Each line below must be reproduced exactly, though the pictures are to be dropped.

[Point localization data]
--------------------------------
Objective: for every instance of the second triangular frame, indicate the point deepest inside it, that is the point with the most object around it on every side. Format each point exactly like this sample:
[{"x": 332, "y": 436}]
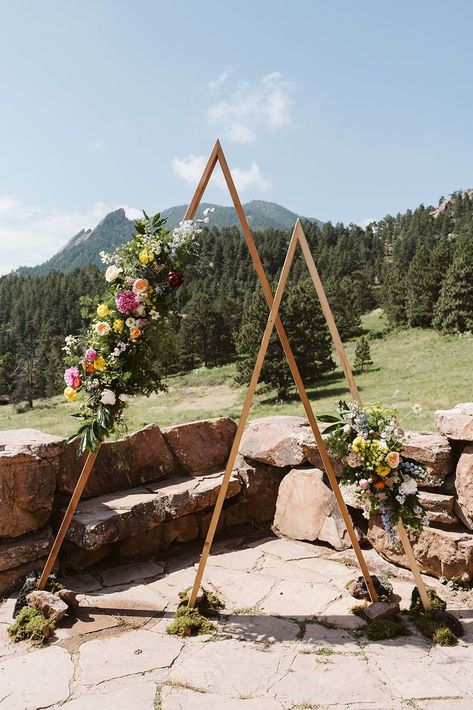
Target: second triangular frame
[{"x": 274, "y": 320}]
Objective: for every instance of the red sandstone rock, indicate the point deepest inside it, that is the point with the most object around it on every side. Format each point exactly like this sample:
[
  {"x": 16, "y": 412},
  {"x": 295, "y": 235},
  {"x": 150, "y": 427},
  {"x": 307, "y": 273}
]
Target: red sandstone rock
[
  {"x": 446, "y": 553},
  {"x": 464, "y": 487},
  {"x": 48, "y": 604},
  {"x": 201, "y": 446},
  {"x": 433, "y": 450},
  {"x": 306, "y": 509},
  {"x": 456, "y": 423},
  {"x": 29, "y": 462},
  {"x": 142, "y": 457}
]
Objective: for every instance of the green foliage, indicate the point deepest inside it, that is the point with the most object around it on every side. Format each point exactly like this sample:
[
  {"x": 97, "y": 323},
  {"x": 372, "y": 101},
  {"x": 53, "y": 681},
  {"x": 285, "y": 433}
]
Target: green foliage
[
  {"x": 307, "y": 332},
  {"x": 362, "y": 354},
  {"x": 32, "y": 626},
  {"x": 454, "y": 309},
  {"x": 190, "y": 621},
  {"x": 390, "y": 627}
]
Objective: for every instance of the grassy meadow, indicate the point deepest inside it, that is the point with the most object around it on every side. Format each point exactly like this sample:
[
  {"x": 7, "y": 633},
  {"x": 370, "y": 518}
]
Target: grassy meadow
[{"x": 411, "y": 366}]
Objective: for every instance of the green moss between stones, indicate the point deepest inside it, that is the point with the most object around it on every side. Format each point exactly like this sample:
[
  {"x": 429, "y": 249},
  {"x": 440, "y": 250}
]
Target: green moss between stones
[
  {"x": 193, "y": 621},
  {"x": 31, "y": 625},
  {"x": 433, "y": 628},
  {"x": 388, "y": 628}
]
--------------------------------
EXERCISE ANSWER:
Objective: for every instance of the second triangular frame, indicate the point deepest inside it, that is the point with the most object around it on every side. Format each point exactly like this sample:
[{"x": 332, "y": 436}]
Target: second triangular frame
[{"x": 274, "y": 320}]
Objective: for every instance of the red sandstone rock, indicate the point deepest inside it, that is the point with the most object around it on every side. Format each point exactly like this sample:
[
  {"x": 16, "y": 412},
  {"x": 295, "y": 235},
  {"x": 150, "y": 427},
  {"x": 307, "y": 273}
]
Target: red sandstone rock
[
  {"x": 446, "y": 553},
  {"x": 464, "y": 487},
  {"x": 48, "y": 604},
  {"x": 201, "y": 446},
  {"x": 433, "y": 450},
  {"x": 306, "y": 509},
  {"x": 456, "y": 423},
  {"x": 29, "y": 462},
  {"x": 142, "y": 457}
]
Objective: for every instance of the green foliage, indicate the point deepest inside it, that is the point with the most object around it on every side. Format each point exactly like this sample:
[
  {"x": 97, "y": 323},
  {"x": 372, "y": 101},
  {"x": 53, "y": 681},
  {"x": 285, "y": 433}
]
Target: green foliage
[
  {"x": 307, "y": 332},
  {"x": 362, "y": 354},
  {"x": 32, "y": 626},
  {"x": 454, "y": 309},
  {"x": 190, "y": 621},
  {"x": 390, "y": 627}
]
Objective: for every instance of the grassy meadow, indicate the point deepest inside it, that is the point with the most object around it on every side. Format each point exactly like this sample:
[
  {"x": 7, "y": 633},
  {"x": 370, "y": 518}
]
Target: grassy meadow
[{"x": 411, "y": 366}]
Objective: for every instance of the green moss between stones, indicate the point deepest inside it, that is the point with the most object around it on every side. Format each point exactly like this sample:
[
  {"x": 429, "y": 249},
  {"x": 440, "y": 250}
]
Target: green moss between stones
[
  {"x": 193, "y": 621},
  {"x": 31, "y": 625},
  {"x": 433, "y": 628},
  {"x": 388, "y": 628}
]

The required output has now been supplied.